━━━━━ PROVIDED TEXT

Understanding the Different Generations

Understanding the Different Generations

There is no single element that will result in effective Christian leadership, but when a number of elements come together, like the pieces of a jigsaw puzzle, the result can be effective leadership.

One of the pieces of the puzzle for a leader is ‘Understanding Others’. Learning about what drives and motivates people, as well as their needs and concerns, is a powerful aid to becoming a better leader. Effective leaders are good at relating with people and they learn how to empathise with them and adjust their approach accordingly.

Understanding generational differences

In any form of ministry, different generational groups working closely together can produce interesting outcomes. These generational groups are products of their chronological age and the time in which they grew up and have rather different attitudes, values, beliefs and motivations from one another. These differences can easily lead to misunderstanding, miscommunication and even outright conflict. Our outlook, or the way in which we see the world, has significant implications for how we treat, minister with, and value other people. The way we develop, think, and make decisions is complex and quite unique from one person to the next. Given our differences, however, there are patterns or styles of thinking and behaviour that are can be identified and understood.

There are two main ways of looking at the “cycles” of time or phases in life; we have two main options from which to choose. The first of these, and often the most popular, is to look at generational groups according to the year of birth. It is now commonplace to talk of “Traditionals”, often called “The Greatest Generation” (born 1924 to 1943), “Baby Boomers” (born 1944 to 1963), “Generation X” (born 1964 to 1983), and finally “Generation Y” (born 1984 to 2000). We encounter all four of these generational groups each day and each can be characterised as one kind of group, based on the eras in which they grew up or the influences in their formative years (social, economic, political, technological influences).

━━━━━━━━━━

GIVEN INSTRUCTION 1 = Switch "jigsaw puzzle" to "mosaic" in the text on understanding generations, beginning at the words "There is no" and stopping after "their approach accordingly.".
GIVEN INSTRUCTION 2 = Please pick up the text on understanding generations at its last sentence and carry it forward.

━━━━━ ROWS

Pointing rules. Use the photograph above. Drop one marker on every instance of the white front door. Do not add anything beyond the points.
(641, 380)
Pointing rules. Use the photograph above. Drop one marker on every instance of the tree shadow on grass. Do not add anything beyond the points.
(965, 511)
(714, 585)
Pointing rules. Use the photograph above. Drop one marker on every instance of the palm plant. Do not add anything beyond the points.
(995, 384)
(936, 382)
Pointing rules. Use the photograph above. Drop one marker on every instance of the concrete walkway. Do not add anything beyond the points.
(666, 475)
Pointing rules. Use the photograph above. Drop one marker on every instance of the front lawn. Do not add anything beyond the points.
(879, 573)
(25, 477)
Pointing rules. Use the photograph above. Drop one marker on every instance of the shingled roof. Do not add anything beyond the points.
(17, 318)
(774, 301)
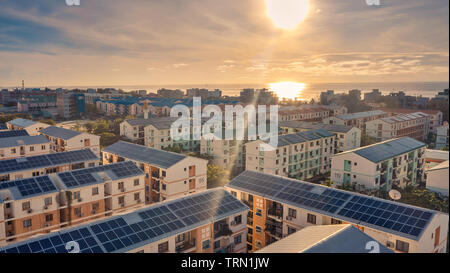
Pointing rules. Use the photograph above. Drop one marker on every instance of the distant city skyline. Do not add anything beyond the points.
(123, 43)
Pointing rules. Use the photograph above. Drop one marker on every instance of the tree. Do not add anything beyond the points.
(217, 176)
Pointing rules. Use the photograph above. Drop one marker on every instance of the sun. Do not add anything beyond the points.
(287, 14)
(288, 90)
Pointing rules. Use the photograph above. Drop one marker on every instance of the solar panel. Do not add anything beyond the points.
(41, 161)
(30, 186)
(121, 233)
(352, 207)
(85, 176)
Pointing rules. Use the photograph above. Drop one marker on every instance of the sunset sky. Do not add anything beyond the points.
(146, 42)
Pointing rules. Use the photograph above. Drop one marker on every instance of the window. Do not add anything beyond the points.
(335, 221)
(292, 213)
(402, 246)
(163, 247)
(48, 217)
(136, 182)
(26, 205)
(237, 239)
(48, 201)
(27, 223)
(205, 244)
(311, 219)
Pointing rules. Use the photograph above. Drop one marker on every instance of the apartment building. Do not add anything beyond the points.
(206, 222)
(301, 155)
(32, 127)
(63, 140)
(304, 114)
(356, 119)
(32, 166)
(40, 204)
(436, 116)
(346, 137)
(442, 136)
(397, 162)
(12, 133)
(415, 125)
(168, 175)
(21, 146)
(437, 178)
(281, 206)
(343, 238)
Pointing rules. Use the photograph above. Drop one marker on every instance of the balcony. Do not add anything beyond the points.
(185, 246)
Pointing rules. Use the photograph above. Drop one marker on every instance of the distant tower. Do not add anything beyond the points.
(145, 110)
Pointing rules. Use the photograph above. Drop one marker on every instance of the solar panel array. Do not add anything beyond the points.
(408, 221)
(84, 176)
(145, 154)
(30, 186)
(388, 149)
(13, 133)
(132, 230)
(41, 161)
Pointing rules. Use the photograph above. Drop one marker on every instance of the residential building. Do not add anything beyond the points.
(301, 155)
(169, 175)
(347, 137)
(32, 127)
(38, 205)
(356, 119)
(397, 162)
(281, 206)
(437, 178)
(31, 166)
(63, 140)
(415, 125)
(327, 239)
(442, 136)
(21, 146)
(436, 116)
(206, 222)
(12, 133)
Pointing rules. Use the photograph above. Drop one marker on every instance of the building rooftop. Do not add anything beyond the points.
(59, 132)
(387, 149)
(300, 137)
(315, 125)
(133, 230)
(361, 115)
(144, 154)
(404, 117)
(22, 122)
(90, 176)
(22, 140)
(376, 213)
(29, 187)
(325, 239)
(13, 133)
(45, 161)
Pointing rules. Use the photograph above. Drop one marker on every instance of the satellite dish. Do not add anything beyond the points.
(395, 194)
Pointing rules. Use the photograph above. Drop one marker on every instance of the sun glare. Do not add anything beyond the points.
(288, 90)
(287, 14)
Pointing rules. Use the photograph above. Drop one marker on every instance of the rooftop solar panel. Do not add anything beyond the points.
(14, 133)
(407, 221)
(43, 161)
(130, 231)
(145, 154)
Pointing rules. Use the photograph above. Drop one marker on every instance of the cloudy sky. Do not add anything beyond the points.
(146, 42)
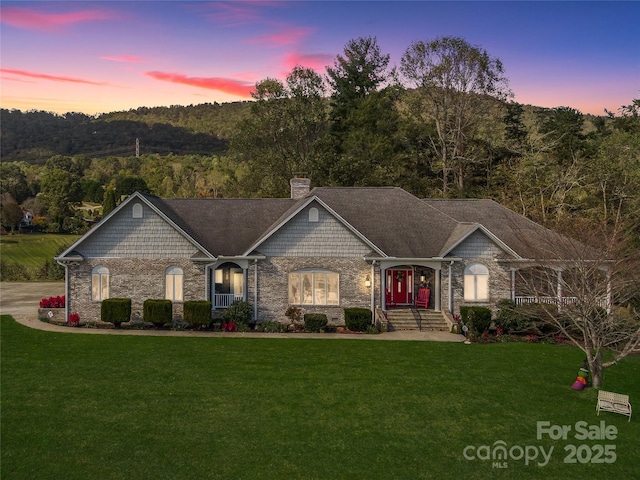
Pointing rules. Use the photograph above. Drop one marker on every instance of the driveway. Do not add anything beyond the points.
(21, 299)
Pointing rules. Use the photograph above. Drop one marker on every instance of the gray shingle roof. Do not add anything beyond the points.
(223, 226)
(527, 238)
(398, 223)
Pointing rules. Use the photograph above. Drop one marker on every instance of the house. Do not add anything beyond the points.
(322, 250)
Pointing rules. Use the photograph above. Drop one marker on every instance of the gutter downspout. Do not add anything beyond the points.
(66, 290)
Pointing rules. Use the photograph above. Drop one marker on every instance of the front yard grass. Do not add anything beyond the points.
(137, 407)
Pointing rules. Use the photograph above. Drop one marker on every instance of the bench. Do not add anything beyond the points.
(613, 402)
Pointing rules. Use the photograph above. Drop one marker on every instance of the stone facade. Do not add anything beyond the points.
(273, 286)
(134, 278)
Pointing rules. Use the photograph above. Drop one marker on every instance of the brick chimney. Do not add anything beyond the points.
(299, 187)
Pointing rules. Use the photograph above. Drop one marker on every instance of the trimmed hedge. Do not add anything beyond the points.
(115, 310)
(357, 319)
(157, 311)
(197, 312)
(314, 322)
(477, 318)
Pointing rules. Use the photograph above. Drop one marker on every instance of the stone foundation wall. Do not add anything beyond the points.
(135, 278)
(273, 286)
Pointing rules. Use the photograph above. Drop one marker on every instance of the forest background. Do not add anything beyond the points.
(441, 125)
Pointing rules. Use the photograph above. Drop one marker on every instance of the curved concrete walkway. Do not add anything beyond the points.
(20, 300)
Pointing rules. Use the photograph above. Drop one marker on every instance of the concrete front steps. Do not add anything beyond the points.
(416, 319)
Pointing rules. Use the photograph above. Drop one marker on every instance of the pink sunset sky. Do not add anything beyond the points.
(96, 57)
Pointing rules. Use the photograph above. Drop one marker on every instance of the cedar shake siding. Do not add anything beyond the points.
(351, 234)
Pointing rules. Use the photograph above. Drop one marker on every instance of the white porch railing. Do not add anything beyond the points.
(223, 300)
(602, 302)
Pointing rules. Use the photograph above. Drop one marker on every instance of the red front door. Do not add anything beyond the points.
(399, 287)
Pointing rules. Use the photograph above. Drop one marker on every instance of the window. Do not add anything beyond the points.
(314, 287)
(173, 284)
(137, 210)
(99, 283)
(476, 282)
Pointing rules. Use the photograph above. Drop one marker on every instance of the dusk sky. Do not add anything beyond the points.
(97, 57)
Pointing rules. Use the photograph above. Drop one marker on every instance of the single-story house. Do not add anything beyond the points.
(323, 250)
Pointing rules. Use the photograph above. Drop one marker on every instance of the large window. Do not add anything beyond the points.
(173, 284)
(476, 282)
(314, 287)
(99, 283)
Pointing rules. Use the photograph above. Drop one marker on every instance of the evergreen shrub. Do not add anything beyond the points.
(197, 312)
(314, 322)
(357, 319)
(115, 310)
(157, 311)
(477, 318)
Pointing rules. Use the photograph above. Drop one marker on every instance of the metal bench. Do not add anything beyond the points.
(613, 402)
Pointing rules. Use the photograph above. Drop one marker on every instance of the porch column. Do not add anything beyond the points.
(255, 290)
(373, 292)
(450, 287)
(609, 291)
(436, 302)
(559, 288)
(383, 287)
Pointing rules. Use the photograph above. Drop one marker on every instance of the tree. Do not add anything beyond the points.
(14, 181)
(11, 215)
(363, 143)
(455, 82)
(598, 307)
(60, 192)
(279, 137)
(109, 203)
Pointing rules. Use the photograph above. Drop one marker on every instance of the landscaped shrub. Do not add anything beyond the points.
(238, 312)
(512, 318)
(115, 310)
(477, 318)
(357, 319)
(197, 312)
(157, 311)
(74, 319)
(314, 322)
(271, 326)
(53, 302)
(293, 313)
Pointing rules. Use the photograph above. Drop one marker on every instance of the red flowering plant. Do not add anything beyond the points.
(53, 302)
(74, 319)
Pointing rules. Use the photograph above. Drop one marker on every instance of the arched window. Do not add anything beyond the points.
(99, 283)
(174, 279)
(137, 210)
(476, 282)
(314, 287)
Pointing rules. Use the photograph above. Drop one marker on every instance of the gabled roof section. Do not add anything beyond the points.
(226, 226)
(396, 222)
(296, 209)
(464, 230)
(512, 231)
(152, 202)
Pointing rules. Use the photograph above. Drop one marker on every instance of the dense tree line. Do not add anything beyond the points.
(443, 124)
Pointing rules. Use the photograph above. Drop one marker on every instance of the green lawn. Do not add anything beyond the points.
(33, 249)
(138, 407)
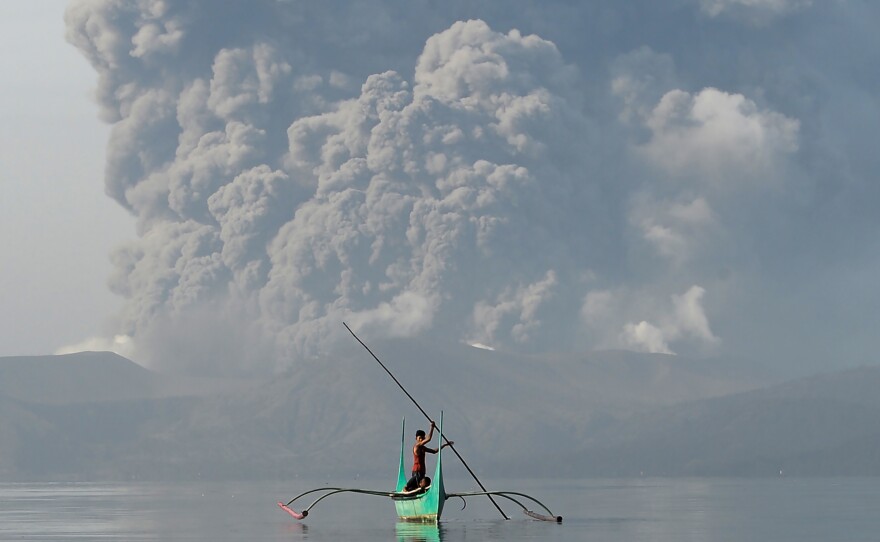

━━━━━━━━━━

TASK RESPONSE 1 =
There is no single element that will result in effective Christian leadership, but when a number of elements come together, like the pieces of a mosaic, the result can be effective leadership.

One of the pieces of the puzzle for a leader is ‘Understanding Others’. Learning about what drives and motivates people, as well as their needs and concerns, is a powerful aid to becoming a better leader. Effective leaders are good at relating with people and they learn how to empathise with them and adjust their approach accordingly.

TASK RESPONSE 2 =
The second option in considering life phases is to look at the ageing process as a cycle through which every individual must travel. Pythagoras was among the first of western thinkers to interpret life as a cycle of four phases. He suggested that these phases were roughly 20 years long and further stated that each could be usefully associated with a season: the Spring of youth, the Summer of early adulthood, the Autumn of midlife, and the Winter of older age. Many others have maintained this analogy and extended the use of the theme. Popular writer, Gail Sheehy, published the best-seller book, ‘Passages: Predictable Crises of Adult Life’, which covered the principal challenges and concerns facing individuals passing from one developmental adult life stage to the next. Sheehy subsequently wrote New Passages and several other “passages” books.

To gain more insights into this aspect of ‘Understanding Others’ a booklet by Jon Warner and Anne Sandberg will be helpful. It defines the groups by current literature, and begins to ask the tough questions that progressive individuals and organizations are interested in exploring in order to better lead the different generations effectively.

© 2012. Dr. Jon Warner. Adapted and used with permission.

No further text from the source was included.